>>>

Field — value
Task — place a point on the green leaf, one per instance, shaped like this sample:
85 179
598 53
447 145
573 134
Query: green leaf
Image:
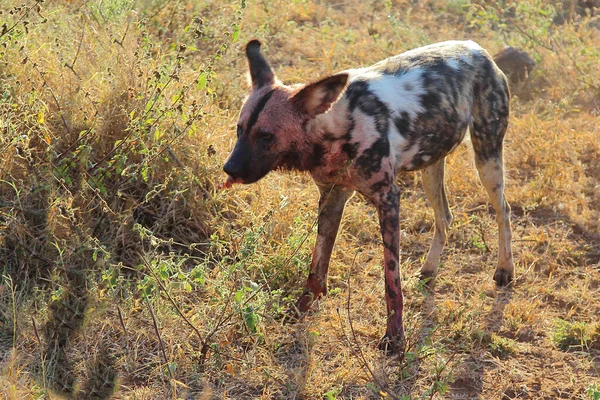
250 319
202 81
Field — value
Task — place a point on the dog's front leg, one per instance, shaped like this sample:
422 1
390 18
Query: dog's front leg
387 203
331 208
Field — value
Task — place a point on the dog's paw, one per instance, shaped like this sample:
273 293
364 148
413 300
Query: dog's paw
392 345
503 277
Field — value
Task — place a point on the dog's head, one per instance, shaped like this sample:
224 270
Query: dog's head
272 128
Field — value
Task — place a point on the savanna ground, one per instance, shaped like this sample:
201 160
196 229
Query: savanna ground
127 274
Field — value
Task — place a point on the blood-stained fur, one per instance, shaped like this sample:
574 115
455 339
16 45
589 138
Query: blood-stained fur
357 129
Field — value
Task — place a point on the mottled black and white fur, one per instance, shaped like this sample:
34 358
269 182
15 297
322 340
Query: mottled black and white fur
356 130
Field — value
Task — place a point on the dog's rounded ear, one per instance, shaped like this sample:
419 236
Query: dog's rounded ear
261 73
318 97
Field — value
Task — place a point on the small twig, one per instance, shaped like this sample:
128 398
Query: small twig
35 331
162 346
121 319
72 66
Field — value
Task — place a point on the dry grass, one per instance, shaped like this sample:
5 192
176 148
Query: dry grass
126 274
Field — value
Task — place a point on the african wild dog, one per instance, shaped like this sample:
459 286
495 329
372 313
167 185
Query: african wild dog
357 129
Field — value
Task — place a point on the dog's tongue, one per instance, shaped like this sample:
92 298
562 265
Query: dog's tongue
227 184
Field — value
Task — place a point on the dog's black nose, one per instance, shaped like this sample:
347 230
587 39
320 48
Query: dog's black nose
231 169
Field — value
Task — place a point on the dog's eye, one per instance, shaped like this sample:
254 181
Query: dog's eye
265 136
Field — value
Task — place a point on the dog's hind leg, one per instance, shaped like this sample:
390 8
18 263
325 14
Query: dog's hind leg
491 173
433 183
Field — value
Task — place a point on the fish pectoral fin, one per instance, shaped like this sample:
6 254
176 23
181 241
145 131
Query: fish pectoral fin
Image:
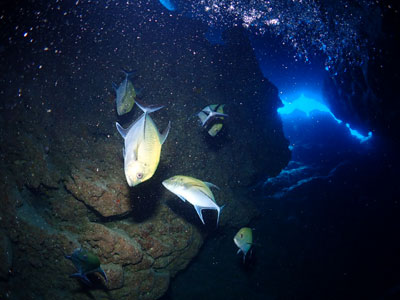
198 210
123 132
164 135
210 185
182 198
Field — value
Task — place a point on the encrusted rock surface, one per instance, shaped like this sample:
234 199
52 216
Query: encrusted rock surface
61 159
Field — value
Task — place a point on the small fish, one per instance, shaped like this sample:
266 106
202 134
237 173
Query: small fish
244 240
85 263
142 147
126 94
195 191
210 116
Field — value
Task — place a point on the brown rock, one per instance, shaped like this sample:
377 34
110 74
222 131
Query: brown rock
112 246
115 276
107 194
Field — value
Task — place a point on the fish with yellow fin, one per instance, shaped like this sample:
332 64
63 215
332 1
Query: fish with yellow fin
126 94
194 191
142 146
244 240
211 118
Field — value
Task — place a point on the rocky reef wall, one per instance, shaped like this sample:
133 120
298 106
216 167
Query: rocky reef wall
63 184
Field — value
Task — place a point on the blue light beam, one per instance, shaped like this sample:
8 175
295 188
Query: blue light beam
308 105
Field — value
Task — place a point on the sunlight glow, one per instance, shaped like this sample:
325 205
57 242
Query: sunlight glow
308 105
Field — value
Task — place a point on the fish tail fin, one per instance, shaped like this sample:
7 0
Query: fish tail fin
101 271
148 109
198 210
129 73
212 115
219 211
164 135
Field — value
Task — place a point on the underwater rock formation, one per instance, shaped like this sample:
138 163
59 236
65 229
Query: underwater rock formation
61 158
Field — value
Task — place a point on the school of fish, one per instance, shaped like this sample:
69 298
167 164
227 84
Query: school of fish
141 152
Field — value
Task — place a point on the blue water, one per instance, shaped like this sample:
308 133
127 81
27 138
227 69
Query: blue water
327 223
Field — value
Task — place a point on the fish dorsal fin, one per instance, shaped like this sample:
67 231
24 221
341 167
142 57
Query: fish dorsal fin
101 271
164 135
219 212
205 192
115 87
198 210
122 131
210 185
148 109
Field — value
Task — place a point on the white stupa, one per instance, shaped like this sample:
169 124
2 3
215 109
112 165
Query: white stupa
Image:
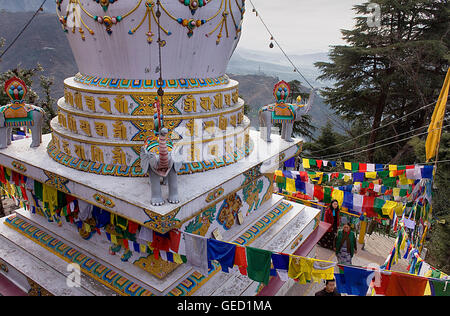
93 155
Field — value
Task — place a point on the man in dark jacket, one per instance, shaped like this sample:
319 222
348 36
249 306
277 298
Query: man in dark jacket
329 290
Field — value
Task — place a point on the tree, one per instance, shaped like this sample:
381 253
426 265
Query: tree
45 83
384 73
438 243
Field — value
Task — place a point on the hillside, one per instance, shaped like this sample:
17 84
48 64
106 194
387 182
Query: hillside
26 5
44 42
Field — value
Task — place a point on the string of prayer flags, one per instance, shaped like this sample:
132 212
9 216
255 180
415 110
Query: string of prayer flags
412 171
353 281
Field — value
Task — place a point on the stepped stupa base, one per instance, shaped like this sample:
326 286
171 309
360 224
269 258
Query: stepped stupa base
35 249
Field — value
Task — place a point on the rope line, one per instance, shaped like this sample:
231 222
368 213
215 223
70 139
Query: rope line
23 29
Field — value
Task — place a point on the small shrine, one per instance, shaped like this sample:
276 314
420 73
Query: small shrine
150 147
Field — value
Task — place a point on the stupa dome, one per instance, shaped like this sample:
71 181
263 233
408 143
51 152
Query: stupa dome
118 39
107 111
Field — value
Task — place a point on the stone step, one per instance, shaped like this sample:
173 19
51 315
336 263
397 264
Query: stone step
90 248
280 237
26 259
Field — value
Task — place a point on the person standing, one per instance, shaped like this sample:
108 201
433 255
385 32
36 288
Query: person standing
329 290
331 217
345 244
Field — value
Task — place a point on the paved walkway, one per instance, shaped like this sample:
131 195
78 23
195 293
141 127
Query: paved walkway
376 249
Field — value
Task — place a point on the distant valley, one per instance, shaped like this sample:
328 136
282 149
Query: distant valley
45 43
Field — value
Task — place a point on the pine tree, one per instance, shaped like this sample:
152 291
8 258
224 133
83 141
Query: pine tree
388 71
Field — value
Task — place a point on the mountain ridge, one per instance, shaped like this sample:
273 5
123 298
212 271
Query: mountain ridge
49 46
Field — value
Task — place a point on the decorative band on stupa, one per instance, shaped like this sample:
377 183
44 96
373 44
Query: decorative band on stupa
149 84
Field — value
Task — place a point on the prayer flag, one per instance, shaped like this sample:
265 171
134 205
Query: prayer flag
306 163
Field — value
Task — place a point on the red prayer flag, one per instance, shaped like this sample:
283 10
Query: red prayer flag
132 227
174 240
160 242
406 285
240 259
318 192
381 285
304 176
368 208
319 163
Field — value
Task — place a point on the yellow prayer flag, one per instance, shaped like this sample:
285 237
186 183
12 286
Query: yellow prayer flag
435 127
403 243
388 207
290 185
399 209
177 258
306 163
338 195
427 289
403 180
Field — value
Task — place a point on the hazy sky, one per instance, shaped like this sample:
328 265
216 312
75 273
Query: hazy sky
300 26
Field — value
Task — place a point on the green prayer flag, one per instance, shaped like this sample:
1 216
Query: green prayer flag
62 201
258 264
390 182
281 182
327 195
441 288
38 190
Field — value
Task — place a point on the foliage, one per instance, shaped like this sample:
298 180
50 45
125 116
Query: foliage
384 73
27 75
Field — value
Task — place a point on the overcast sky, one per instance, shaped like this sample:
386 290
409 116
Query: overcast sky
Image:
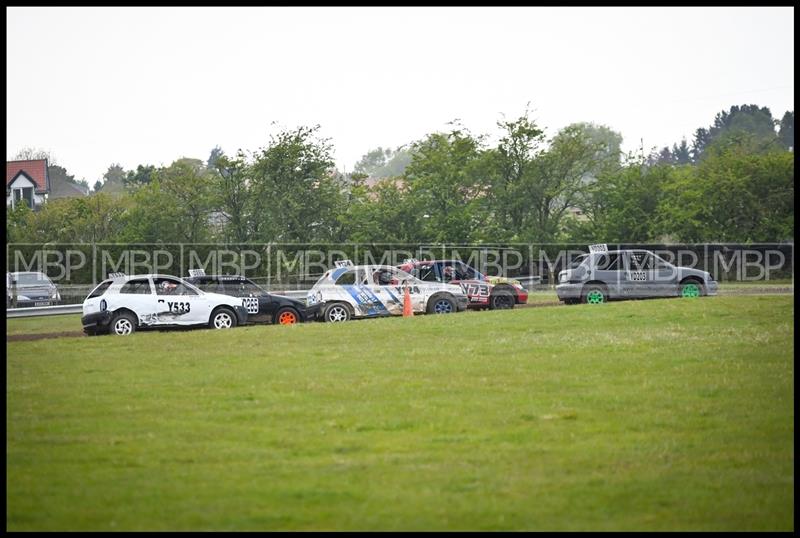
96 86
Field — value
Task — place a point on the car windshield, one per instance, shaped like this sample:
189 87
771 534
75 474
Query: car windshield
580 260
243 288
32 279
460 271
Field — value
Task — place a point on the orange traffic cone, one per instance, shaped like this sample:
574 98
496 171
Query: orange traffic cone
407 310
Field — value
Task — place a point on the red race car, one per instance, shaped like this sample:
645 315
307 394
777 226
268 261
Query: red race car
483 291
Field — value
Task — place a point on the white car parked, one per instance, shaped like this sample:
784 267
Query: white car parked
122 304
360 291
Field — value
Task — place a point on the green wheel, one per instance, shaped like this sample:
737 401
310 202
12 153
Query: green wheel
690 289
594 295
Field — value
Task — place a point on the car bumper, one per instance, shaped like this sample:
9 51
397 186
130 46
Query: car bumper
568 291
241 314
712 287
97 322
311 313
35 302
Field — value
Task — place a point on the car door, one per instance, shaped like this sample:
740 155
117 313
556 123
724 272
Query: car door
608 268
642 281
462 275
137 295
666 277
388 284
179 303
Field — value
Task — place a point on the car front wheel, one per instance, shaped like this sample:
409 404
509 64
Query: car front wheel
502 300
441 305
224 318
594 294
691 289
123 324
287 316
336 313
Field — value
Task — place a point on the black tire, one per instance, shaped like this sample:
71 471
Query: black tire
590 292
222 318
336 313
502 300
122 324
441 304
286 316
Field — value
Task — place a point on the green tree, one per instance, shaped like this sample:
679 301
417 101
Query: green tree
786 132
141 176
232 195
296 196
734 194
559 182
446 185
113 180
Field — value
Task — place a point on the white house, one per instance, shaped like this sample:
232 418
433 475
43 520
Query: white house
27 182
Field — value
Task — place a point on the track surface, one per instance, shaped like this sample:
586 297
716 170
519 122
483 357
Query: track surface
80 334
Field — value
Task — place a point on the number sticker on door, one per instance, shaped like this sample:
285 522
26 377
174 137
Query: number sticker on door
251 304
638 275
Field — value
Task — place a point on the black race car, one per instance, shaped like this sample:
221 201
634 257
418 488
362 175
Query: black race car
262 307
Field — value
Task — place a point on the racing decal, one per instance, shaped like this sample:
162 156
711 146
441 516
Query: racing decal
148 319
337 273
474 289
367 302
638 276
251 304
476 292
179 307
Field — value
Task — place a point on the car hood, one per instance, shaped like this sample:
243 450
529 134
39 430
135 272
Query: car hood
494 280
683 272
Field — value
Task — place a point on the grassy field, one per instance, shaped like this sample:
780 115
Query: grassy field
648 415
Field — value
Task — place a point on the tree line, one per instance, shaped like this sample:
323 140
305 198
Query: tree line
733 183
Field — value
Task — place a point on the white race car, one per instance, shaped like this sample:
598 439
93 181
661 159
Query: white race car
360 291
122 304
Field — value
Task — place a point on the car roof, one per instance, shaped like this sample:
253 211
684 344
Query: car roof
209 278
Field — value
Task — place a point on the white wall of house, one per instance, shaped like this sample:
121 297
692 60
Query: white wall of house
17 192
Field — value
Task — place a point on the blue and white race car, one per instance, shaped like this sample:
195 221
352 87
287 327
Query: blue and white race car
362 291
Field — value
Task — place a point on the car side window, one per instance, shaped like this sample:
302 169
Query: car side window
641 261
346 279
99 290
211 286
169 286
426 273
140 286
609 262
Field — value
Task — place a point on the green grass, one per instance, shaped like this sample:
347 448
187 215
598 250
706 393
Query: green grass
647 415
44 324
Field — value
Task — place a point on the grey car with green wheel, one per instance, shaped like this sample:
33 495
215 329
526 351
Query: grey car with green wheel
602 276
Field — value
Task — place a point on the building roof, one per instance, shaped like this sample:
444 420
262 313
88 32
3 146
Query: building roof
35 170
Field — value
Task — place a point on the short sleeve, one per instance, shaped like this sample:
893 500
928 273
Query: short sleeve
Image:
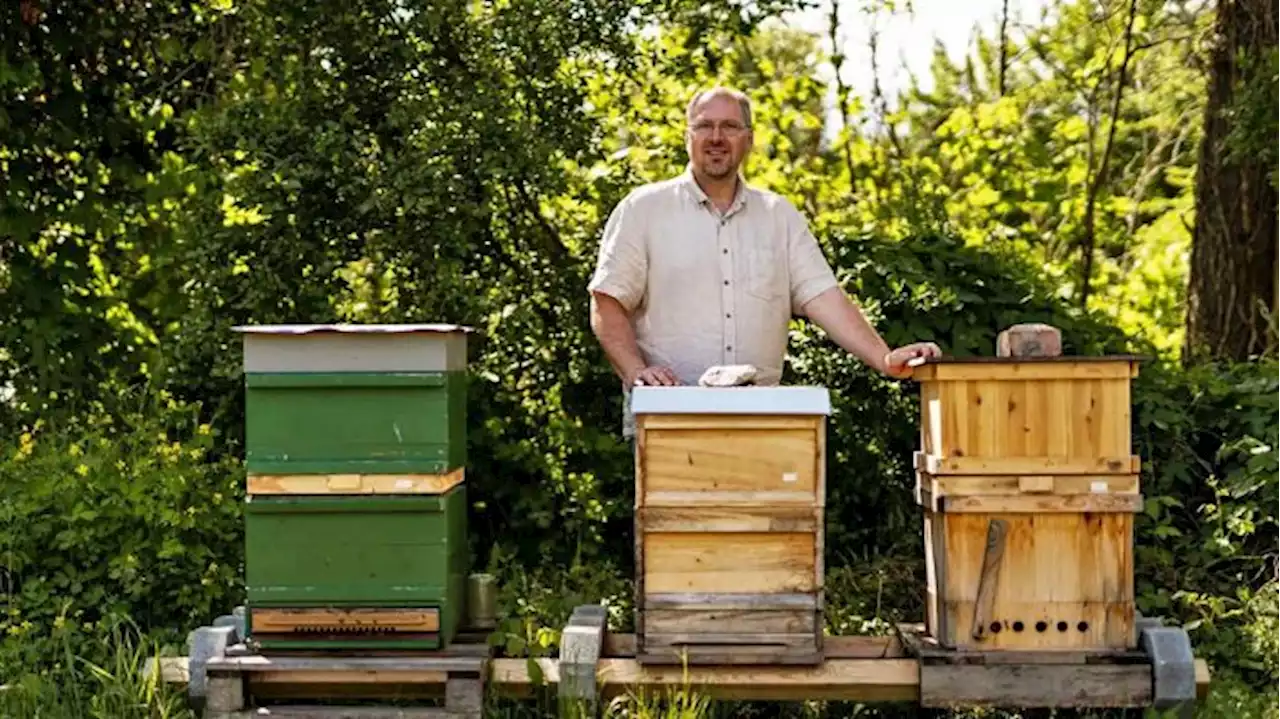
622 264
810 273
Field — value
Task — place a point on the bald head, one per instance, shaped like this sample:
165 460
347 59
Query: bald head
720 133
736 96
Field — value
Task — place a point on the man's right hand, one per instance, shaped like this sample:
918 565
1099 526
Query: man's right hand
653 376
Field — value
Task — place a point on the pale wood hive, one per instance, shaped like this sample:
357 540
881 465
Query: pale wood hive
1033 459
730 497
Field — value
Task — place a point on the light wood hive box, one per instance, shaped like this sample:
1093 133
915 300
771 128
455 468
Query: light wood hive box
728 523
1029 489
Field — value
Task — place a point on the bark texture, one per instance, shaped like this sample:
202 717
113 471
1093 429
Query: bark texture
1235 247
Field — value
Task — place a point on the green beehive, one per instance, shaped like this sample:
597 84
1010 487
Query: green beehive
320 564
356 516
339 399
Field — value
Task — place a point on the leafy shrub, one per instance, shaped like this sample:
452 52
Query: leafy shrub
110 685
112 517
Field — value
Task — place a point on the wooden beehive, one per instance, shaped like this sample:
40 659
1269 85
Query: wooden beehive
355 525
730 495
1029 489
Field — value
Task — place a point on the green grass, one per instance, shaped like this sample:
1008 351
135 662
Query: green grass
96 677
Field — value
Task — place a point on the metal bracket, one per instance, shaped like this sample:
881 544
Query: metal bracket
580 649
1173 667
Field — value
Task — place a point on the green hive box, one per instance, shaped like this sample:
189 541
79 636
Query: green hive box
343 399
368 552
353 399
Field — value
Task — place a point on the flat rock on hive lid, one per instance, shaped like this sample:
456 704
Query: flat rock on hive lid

<<<

**EXERCISE PROMPT**
Identify every line in the items above that contains the word "prayer", and copy each such line. Case counts.

**RESULT OF THE TASK**
Task — place a point on the string of prayer flags, one per instance, shaped like this sample:
Query: string of prayer flags
Task — place a point on the prayer flag, one per instance, shaped like this sample:
Query: prayer flag
Task — place a point on the red prayer flag, one per instance, shaped like this sample:
Query: red prayer flag
Task — place a point on the yellow prayer flag, one per instance, shaped like this sample:
Query: yellow prayer flag
Task — place a point on the green prayer flag, one per instance, shaped like this sample:
Query: green prayer flag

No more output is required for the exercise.